═════ Selected extract

One could argue that it is not the parents’ decision but the brothers’. Samuel might prefer not to lose his brother and live with one kidney. However, one could also argue that since they are minors, they might not understand the full complexity and the consequences of such decisions. Donating Samuel’s kidney to James’ would be unfair and unjust towards the former.
According to the Christian worldview, how would each of the principles be specified and weighted in this case?
Based on a Christian moral beliefs, the principles of beneficence and non-maleficence hold the most weight, followed by justice and fairness, and lastly, autonomy. According to the first two principles, parents should ensure the best for their children and not harm them. The two principles conflict because following the medical advice would benefit one child and potentially hurt the other (Butler et al., 2016). One could argue that the parents did not act according to the non-maleficence principle, as their actions harmed James
The justice and fairness principle would mean that each person receives equal benefits. In this case, it is fair toward James to give him his brother’s kidney but unfair to Samuel to take his kidney away from him (Butler et al., 2016). One could argue that opting for spiritual healing over medical advice resulted in the worsening of James’ condition, which is unfair.
The last principle is autonomy, instructing Christians to respect each other’s point of view, thereby granting freedom to act in one’s best interest. The parents exercised their right to autonomy by choosing faith-based healing. However, it is unclear if Mike and Joanne considered James’ opinion in making the decision, thereby obstructing his right. Furthermore, it is unclear if the parents weighted Samuel’s opinion in becoming a kidney donor, as the child might want to risk his life to save his brother’s.
According to the Christian worldview, how might a Christian balance each of the four principles in this case?
The above principles conflict with each other, as benefiting one child results in harming the other. According to Christian beliefs, all life is sacred, and low quality of life is preferential to no existence at all (Orr, 2015). Based on this belief, saving James’ life is of uttermost importance and goes above the suffering he might receive from the operation. Similarly, since Samuel is likely to survive the surgery without major complications, the best option would be to donate his kidney to his brother (Kiberd & Tennankore, 2017). The likelihood of survival for both children outweighs the potential risks of the operations. However, obtaining a kidney from Samuel is neither just nor fair toward him.
To exercise the right to autonomy of his two children, a Christian parent should consider their opinion and beliefs. Samuel might not wish to give up his kidney, or James might not want to put his brother under risk. Therefore, beneficence and non-maleficence should balance the principles of autonomy and justice and fairness (Sorajjakool et al., 2017). A Christian might decide that maintaining life is superior to staying true to the other principles. A kidney transplant increases the chances of survival and, thus, outweighs the risk of reducing Samuel’s quality of life. However, before making this decision, a Christian might first consult his or her family to ensure to reach a unanimous agreement first.
Butler, C. R., Mehrotra, R., Tonelli, M. R., & Lam, D. Y. (2016). The evolving ethics of dialysis in the United States: A principlist bioethics approach. Clinical Journal of the American Society of Nephrology, 11(4), 704-709.
Kiberd, B. A., & Tennankore, K. K. (2017). Lifetime risks of kidney donation: A medical decision analysis. BMJ Open, 7(8), e016490. Web.
Orr, R.D. (2015). Incorporating spirituality into patient care. AMA Journal of Ethics, 17(5), 409–415.
Sorajjakool, S., Carr, M., & Bursey, E. (2017). World religions for healthcare professionals. Routledge.

══════════

** Questions **
(a) Translate this sentence from the kidney donation essay into Spanish: "The justice and fairness principle would mean that each person receives equal benefits."
(b) Print the part of the kidney donation essay that runs from "Butler, C. R., Mehrotra, R., Tonelli, M." up to and including "Ethics, 17(5), 409–415.".
You won't need the lines for anything here.

═════ Raw data

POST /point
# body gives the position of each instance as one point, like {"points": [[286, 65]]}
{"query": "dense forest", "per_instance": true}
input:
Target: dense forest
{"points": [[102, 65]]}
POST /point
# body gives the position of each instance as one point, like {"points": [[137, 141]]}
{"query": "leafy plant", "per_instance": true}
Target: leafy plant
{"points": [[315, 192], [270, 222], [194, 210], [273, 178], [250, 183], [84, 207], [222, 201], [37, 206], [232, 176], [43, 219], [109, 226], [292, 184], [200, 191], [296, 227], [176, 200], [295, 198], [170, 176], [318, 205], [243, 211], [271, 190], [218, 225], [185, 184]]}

══════════

** Response list **
(a) El principio de justicia y equidad significaría que cada persona recibe beneficios iguales.

(b)
Butler, C. R., Mehrotra, R., Tonelli, M. R., & Lam, D. Y. (2016). The evolving ethics of dialysis in the United States: A principlist bioethics approach. Clinical Journal of the American Society of Nephrology, 11(4), 704-709.
Kiberd, B. A., & Tennankore, K. K. (2017). Lifetime risks of kidney donation: A medical decision analysis. BMJ Open, 7(8), e016490. Web.
Orr, R.D. (2015). Incorporating spirituality into patient care. AMA Journal of Ethics, 17(5), 409–415.